***** Passage shown *****

Few Olympic cities have had to overcome so many post-Games difficulties as Sarajevo. In 1984, it was part of Yugoslavia, which became the first socialist state to host a Winter Games. Highlights included Norway’s Eirik Kvalfoss dominating the biathlon, Katarina Witt of East Germany shining in the speed skating, and the perfect performances of Great Britain’s figure skaters, Jayne Torvill and Christopher Dean. The Games gave the city’s image a boost, refreshed its infrastructure and supercharged its passion for sport.
But eight years later, Sarajevo found itself at the heart of the bloody Bosnian War. The conflict, which lasted from 1992 to 1995, briefly divided the Olympic city into two distinct territories.
An independent Bosnia and Herzegovina emerged, but its capital had been destroyed – including most of the buildings and infrastructure developed for the Games. It was a huge, symbolic blow to Sarajevo’s rich Olympic heritage.
“Sarajevo was in the longest siege in the modern history of war,” explains Nedzad Fazlija, a five-time Olympian and Senior Associate for Sport and Sport Education at the Department of Education, Culture, Sport and Youth for the city of Sarajevo. “In this destruction, no Olympic facilities were spared.
“The first objects destroyed in Sarajevo were Olympic facilities. It was very difficult to live in the city, to cope without water, food, warmth. For sport, of course, it was not a good time. But the Olympic spirit of the city gave people the strength to endure another day, another week, another month. The people helped each other as they could.”
In the 24 years since the end of hostilities, that togetherness has shone through. “It drove people to clear the ruins, repair buildings, roads and infrastructure. Sarajevo was progressing every day, and life returned to the city,” says Fazlija.
The city dealt with the legacy and damage of the conflict in an admirable manner. International and inter-organisational cooperation, plus volunteer energies, were vital. The Olympic Village in Mojmilo, in tatters, was redeveloped in partnership with the city of Barcelona. Indeed, through such solidarity initiatives, Barcelona and Sarajevo have been twin cities since 2000. The IOC, meanwhile, contributed significantly to the reconstruction of the Zetra Olympic Hall, donating USD 11.5 million to aid the efforts of the stabilisation force in Bosnia and Herzegovina.

*****

Translate this sentence from the passage on Sarajevo's Olympic history into Spanish: "The city dealt with the legacy and damage of the conflict in an admirable manner."

***** Given material *****

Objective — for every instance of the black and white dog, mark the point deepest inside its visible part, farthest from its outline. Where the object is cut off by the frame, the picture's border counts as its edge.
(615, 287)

*****

- [Result for this task]
La ciudad afrontó el legado y los daños del conflicto de una manera admirable.